INSTRUCTION:
Copy the records from the line containing "target | shirt button" through the end, changing every "woman's" to "person's" and keeping everything else the same.

— begin EXERCISE MATERIALS —

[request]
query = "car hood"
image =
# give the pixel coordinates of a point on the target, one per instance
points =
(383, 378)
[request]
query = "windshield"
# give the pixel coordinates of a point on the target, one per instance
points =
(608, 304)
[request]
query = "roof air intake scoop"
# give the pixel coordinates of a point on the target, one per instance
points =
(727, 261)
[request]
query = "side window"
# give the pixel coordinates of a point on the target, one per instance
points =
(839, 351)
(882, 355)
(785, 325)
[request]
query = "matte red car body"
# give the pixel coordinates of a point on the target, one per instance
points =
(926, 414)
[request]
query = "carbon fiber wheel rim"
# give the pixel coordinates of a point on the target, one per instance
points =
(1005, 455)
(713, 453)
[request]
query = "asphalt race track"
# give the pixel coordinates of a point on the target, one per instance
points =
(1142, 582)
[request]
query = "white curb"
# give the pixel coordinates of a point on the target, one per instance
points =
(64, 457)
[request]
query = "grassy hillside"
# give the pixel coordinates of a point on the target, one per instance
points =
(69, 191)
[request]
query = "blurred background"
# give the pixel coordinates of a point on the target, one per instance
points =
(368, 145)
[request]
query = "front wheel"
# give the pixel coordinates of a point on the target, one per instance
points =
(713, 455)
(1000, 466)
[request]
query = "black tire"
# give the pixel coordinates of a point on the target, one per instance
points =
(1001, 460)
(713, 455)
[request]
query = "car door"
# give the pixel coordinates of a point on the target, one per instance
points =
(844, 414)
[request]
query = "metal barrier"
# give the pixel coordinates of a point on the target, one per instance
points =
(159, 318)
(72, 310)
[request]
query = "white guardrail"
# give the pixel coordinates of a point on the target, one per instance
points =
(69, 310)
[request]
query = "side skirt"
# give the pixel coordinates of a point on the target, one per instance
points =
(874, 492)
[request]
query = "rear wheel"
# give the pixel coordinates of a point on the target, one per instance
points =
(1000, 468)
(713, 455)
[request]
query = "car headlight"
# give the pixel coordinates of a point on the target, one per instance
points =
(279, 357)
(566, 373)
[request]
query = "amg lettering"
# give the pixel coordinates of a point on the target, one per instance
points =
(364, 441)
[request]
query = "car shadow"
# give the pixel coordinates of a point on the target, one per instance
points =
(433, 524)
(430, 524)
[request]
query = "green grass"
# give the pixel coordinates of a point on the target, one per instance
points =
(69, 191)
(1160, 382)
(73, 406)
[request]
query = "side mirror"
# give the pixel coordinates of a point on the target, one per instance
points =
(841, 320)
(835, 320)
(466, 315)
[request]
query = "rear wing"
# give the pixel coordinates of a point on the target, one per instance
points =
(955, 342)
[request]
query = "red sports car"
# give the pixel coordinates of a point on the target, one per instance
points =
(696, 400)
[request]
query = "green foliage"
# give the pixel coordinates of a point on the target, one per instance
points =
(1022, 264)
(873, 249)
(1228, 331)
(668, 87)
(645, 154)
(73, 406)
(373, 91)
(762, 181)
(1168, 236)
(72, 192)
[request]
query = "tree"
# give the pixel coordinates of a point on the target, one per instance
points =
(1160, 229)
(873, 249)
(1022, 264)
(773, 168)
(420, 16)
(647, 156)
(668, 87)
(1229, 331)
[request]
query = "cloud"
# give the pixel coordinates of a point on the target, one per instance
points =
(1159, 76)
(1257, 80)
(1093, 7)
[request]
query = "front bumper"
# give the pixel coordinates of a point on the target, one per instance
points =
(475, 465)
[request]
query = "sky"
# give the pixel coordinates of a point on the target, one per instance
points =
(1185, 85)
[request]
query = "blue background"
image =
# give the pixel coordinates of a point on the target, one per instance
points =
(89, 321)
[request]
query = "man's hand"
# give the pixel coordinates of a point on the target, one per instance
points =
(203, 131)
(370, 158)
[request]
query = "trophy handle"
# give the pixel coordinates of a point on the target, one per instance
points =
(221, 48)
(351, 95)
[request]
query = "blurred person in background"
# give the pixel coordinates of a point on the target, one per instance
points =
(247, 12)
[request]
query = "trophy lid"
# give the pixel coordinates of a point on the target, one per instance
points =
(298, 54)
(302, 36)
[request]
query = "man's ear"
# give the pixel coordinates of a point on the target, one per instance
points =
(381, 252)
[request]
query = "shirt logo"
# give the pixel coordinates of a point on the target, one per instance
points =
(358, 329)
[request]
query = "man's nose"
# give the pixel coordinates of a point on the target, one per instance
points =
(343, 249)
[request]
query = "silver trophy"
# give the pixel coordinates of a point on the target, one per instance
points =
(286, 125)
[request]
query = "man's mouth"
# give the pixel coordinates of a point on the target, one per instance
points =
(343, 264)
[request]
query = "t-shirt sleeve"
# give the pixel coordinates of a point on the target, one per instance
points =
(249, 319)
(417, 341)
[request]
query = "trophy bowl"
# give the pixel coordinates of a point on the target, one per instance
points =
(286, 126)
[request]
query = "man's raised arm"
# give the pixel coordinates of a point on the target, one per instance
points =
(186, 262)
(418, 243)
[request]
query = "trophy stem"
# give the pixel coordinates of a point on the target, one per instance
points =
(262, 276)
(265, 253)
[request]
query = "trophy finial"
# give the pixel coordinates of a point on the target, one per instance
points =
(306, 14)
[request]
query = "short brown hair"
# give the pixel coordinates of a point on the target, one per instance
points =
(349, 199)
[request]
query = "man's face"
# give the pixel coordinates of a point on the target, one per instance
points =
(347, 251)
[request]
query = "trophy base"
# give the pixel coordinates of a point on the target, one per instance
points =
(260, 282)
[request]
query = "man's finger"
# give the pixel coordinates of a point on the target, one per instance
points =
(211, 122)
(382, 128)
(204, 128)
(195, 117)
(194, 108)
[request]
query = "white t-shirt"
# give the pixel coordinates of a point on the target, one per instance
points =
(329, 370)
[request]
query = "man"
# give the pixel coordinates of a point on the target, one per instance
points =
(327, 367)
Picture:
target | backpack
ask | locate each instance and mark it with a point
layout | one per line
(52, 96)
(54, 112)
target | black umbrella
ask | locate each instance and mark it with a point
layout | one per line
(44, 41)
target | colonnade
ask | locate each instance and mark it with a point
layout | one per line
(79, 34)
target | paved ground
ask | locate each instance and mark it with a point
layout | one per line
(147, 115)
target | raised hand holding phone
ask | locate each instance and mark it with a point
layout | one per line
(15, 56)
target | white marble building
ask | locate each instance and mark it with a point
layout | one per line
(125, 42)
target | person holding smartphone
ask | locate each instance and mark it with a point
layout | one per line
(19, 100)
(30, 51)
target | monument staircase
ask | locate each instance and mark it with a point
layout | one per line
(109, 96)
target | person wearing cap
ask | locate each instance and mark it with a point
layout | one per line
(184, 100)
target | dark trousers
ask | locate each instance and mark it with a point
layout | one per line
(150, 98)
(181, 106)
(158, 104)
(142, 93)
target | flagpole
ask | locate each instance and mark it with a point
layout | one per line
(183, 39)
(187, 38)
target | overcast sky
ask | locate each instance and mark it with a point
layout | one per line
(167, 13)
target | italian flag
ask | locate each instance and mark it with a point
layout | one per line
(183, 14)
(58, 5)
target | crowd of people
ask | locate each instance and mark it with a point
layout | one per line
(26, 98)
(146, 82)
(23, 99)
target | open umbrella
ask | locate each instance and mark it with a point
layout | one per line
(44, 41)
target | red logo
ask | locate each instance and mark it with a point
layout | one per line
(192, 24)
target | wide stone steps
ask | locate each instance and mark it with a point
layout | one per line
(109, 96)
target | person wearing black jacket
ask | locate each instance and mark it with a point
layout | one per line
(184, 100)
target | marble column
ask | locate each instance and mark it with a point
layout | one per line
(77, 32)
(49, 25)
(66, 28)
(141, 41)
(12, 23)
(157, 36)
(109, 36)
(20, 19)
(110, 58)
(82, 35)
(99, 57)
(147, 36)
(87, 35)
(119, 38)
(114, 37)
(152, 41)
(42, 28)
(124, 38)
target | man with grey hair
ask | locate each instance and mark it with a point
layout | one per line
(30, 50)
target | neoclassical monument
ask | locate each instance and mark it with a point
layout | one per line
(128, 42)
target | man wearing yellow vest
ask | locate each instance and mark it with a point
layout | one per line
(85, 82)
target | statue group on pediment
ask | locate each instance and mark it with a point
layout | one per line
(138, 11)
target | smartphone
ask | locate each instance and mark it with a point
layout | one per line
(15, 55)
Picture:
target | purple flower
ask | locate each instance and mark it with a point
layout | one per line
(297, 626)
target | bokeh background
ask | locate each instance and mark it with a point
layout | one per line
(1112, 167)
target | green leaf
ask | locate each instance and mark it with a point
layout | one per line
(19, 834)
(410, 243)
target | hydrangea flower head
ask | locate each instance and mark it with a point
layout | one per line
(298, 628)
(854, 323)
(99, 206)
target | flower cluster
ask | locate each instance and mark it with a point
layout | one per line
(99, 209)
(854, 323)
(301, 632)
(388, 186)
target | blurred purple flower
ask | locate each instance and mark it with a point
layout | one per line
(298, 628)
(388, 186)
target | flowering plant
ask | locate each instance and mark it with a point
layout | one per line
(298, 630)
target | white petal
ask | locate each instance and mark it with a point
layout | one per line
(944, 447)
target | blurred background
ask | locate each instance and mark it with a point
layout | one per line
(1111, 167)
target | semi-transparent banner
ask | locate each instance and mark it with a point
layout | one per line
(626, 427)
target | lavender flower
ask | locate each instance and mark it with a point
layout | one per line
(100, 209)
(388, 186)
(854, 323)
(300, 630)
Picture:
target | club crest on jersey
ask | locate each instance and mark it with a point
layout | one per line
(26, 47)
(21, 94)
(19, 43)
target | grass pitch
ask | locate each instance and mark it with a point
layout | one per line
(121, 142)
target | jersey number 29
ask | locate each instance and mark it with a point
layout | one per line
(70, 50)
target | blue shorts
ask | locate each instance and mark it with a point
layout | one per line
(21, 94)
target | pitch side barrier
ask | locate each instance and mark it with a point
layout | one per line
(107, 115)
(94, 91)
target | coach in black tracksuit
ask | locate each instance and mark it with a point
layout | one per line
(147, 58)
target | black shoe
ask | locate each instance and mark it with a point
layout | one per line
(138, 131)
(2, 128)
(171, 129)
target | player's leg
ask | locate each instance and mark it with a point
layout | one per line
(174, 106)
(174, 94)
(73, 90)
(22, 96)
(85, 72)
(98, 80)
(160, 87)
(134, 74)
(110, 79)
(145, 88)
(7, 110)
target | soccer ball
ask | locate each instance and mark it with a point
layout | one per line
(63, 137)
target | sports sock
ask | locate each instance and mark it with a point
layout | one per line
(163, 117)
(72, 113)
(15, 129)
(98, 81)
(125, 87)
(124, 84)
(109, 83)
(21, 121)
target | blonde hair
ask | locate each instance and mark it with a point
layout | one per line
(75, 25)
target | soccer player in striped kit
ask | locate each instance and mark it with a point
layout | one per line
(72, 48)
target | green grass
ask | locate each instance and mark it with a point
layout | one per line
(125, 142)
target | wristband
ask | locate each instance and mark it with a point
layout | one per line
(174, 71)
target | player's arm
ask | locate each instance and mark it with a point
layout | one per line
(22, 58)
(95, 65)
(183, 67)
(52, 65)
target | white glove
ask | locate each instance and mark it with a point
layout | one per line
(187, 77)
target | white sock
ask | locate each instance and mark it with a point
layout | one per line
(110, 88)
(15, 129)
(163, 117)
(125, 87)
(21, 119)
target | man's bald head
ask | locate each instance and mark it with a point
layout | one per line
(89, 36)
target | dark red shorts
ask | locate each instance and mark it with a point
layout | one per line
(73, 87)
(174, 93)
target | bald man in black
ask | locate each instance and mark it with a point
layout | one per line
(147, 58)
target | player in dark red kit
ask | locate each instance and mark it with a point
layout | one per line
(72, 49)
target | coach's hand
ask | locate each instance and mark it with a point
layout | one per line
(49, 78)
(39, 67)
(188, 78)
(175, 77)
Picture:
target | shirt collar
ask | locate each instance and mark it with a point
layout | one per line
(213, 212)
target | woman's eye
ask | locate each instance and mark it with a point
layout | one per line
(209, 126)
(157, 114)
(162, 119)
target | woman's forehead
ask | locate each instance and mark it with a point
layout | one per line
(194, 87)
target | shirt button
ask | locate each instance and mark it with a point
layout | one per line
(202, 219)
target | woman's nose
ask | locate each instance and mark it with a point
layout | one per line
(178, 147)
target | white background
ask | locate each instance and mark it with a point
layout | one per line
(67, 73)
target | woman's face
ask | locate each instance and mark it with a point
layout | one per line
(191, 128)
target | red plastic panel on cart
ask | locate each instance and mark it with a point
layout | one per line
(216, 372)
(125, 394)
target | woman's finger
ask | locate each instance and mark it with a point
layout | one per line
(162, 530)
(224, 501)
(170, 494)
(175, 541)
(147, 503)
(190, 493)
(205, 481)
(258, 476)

— end EXERCISE MATERIALS —

SOLUTION FOR THIS TASK:
target | shirt button
ask | locate each instance and mark it with a point
layout | one per line
(202, 219)
target | person's nose
ask | locate each instance and mark it with a point
layout | one per line
(178, 147)
target | white background
ask | locate each instance and mark it with a point
layout | one per line
(67, 73)
target | person's face
ask | locate each instance and mark it with a point
layout | one per line
(191, 128)
target | red plastic panel on cart
ask | locate each instance and mark it with a point
layout | one per line
(216, 372)
(125, 394)
target | person's finger
ask | locate each instance and mark it with a point
layout | one per line
(162, 530)
(224, 501)
(170, 494)
(175, 541)
(147, 503)
(190, 493)
(205, 481)
(258, 476)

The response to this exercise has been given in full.